**Work to complete**
Your reply must consist of the data below, reproduced character for character.

**Data extracted from a collection**
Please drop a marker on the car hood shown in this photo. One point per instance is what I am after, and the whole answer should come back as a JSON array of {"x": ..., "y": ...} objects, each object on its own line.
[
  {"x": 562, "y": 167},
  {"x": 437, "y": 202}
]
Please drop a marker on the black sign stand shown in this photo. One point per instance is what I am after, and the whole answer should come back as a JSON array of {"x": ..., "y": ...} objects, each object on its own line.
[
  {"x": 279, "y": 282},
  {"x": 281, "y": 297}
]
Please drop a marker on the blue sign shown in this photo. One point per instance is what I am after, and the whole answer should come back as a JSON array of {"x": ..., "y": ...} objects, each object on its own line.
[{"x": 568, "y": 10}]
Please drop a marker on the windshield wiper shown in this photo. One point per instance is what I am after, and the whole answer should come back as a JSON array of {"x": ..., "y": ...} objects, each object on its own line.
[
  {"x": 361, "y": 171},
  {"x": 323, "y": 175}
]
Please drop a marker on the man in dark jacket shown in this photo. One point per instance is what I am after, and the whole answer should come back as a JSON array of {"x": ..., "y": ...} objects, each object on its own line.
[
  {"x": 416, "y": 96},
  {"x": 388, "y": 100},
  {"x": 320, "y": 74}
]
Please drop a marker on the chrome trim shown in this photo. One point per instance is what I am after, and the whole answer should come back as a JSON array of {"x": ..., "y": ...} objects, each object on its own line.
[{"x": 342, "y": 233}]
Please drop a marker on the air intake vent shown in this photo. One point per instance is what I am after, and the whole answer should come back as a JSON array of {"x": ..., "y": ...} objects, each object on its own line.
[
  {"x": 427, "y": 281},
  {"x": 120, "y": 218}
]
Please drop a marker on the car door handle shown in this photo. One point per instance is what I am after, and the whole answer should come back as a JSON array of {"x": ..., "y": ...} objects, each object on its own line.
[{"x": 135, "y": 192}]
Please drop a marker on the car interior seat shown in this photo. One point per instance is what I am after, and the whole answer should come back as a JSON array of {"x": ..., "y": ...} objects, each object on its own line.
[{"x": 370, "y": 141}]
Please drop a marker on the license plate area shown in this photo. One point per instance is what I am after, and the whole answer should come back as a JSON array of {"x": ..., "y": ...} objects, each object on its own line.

**Output**
Please drop a marker on the car hood shown in this photo. One point per instance is what I am after, and the whole answer should come back as a JSON array of {"x": ..., "y": ...} objects, each object on its own line.
[
  {"x": 562, "y": 167},
  {"x": 437, "y": 202}
]
Please drop a marker on the black sign stand shown in this photo. One point per instance is what I am after, and the whole answer should come back as a JSON array of {"x": ..., "y": ...} objects, each object on its own line.
[
  {"x": 279, "y": 282},
  {"x": 281, "y": 297}
]
Please drop a marker on the blue sign shown in this photo. One point per instance is what I am after, and the whole answer should come back as a JSON array of {"x": ..., "y": ...} objects, each object on its own line.
[{"x": 568, "y": 10}]
Please drop a marker on the windshield wiper shown in this photo. One point per instance is what I am after, and the whole answer should come back as a JSON array of {"x": ..., "y": ...} objects, each object on its own line.
[
  {"x": 361, "y": 171},
  {"x": 323, "y": 175}
]
Please drop a marker on the man in dark jacket shown in this photo. One point per instance is what I am after, and the whole answer should come back as a JSON array of {"x": ..., "y": ...} objects, each object on its own line.
[
  {"x": 416, "y": 96},
  {"x": 388, "y": 100},
  {"x": 320, "y": 74}
]
Please drop a marker on the chrome trim shown in this photo. One point per instance is what I am after, and the whole answer should come back as a JSON array of {"x": ..., "y": ...} objects, each object on its own line.
[{"x": 342, "y": 233}]
Please drop a marker on the air intake vent shown in this photo. One point per instance is what I am after, and the whole answer should come back as a JSON array of {"x": ..., "y": ...} objects, each object on its own line.
[
  {"x": 427, "y": 281},
  {"x": 120, "y": 218}
]
Please drop a marker on the car door handle shown in this photo. One point per instance is what I am after, and the whole answer should come back as a JSON array of {"x": ..., "y": ...} objects, each object on its own line.
[{"x": 135, "y": 192}]
Please drop a marker on the car interior seat shown in this photo. One point per instance is what I am after, and the whole answer should come back as a JSON array of {"x": ..., "y": ...} objects, each object on its own line.
[{"x": 370, "y": 141}]
Please drop a marker on the license plate area shown in this photo. One point per instance is what I am after, and the whole answer should come back as a JSON array of {"x": ..., "y": ...} objects, each object on its own line.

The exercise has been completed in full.